Point placement items:
::::::::
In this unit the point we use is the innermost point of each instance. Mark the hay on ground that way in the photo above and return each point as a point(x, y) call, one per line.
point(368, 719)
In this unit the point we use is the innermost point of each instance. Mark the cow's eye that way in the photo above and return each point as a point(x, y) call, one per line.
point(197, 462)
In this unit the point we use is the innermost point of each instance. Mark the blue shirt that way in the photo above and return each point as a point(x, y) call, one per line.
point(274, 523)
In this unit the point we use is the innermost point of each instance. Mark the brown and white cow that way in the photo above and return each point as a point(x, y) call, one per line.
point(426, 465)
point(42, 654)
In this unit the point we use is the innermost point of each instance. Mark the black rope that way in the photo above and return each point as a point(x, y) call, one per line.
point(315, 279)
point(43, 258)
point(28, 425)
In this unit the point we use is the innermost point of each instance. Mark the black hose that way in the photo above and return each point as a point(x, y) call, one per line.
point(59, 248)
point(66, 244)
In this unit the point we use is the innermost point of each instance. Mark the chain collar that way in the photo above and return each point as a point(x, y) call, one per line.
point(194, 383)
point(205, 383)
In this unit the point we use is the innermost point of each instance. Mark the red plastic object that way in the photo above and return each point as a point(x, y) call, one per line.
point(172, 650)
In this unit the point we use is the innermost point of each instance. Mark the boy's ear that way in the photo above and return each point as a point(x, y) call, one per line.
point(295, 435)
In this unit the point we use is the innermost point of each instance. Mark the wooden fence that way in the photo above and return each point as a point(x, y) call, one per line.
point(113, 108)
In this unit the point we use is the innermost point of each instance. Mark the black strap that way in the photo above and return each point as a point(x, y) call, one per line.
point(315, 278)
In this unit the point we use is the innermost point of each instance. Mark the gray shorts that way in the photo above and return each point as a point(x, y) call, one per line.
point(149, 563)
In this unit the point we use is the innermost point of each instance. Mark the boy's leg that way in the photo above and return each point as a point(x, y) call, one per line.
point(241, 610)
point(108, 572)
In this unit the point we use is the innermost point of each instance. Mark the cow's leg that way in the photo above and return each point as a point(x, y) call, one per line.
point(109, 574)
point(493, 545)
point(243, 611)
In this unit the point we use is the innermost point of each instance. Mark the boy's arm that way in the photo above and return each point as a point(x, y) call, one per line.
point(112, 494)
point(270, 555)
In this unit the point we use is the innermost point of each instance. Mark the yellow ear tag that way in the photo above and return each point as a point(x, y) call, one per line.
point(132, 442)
::::::::
__Work instructions__.
Arrange every item above as a two-column CSV with the header row "prompt,points", one row per item. Put the item's text in one quoted field and its answer in another, replacing line breaks with spaces.

__Solution for this exercise__.
prompt,points
"In this unit the point we use is the innermost point of each instance. Mark the hay on ground that way in the photo above and return each point as a point(x, y) call, one per line.","point(368, 719)"
"In this unit the point we use is the innermost point of each instance. Mark the cow's eye that way in the photo above and return each point as a point(x, y) call, one per line.","point(197, 462)"
"In this unit the point we use is the innermost point of each instance. Mark the blue shirt that way in the photo above and return each point as a point(x, y) call, one per line.","point(274, 523)"
"In this unit the point we use is the innermost point of each instance. Mark the brown and white cow that way in the photo above and return each point as a point(x, y) call, one per line.","point(426, 465) point(42, 654)"
"In this unit the point we use is the innermost point of each instance. Mark the black rope that way in the photo above and return each point as a point(x, y) call, one per line.","point(315, 279) point(43, 258) point(28, 425)"
"In this unit the point we use is the innermost point of each instance. Mark the black hose that way in the photo above and return each point as a point(x, y) call, one per line.","point(59, 248) point(66, 244)"
"In this unit the point we use is the innermost point of each instance. Mark the chain collar that way in the photo above and return each point as a point(x, y) call, one per line.","point(194, 383) point(205, 383)"
"In this unit the point we use is the innermost point of each instance. Mark the red plastic object that way in the photo above and return each point as a point(x, y) call, one per line.","point(172, 650)"
"In this unit the point we use is the innermost point of each instance. Mark the boy's ear that way in the photo above and return each point as a point(x, y) call, one per line.","point(295, 435)"
"In this unit the point we use is the innermost point of each instance. Mark the wooden fence that way in the photo above and return each point as a point(x, y) call, one per line.","point(113, 108)"
"In this unit the point we use is the innermost point of each instance. Mark the black strap that way in the photo above and return each point as a point(x, y) call, one per line.","point(315, 278)"
"In this unit the point we use is the innermost point of each instance. Mark the gray shorts that way in the photo above and return each point as a point(x, y) call, one per line.","point(149, 563)"
"In this unit the point we use is the innermost point of each instance. Mark the boy's leg that way in the photo above and return each point as a point(x, y) call, one per line.","point(241, 610) point(108, 572)"
"In this unit the point we use is the innermost point of each instance. Mark the cow's leg that way in the photo above and return each point as a point(x, y) call, one per line.","point(109, 574) point(493, 545) point(243, 611)"
"In this unit the point we use is the innermost point of each instance. Mark the boy's arm that way in the photo above and return each point as a point(x, y) call, one per line.","point(112, 494) point(270, 555)"
"In this unit the point we use is the innermost point of each instance. Mark the yellow ear tag that way in the photo above and return each point as a point(x, y) call, one per line.","point(132, 442)"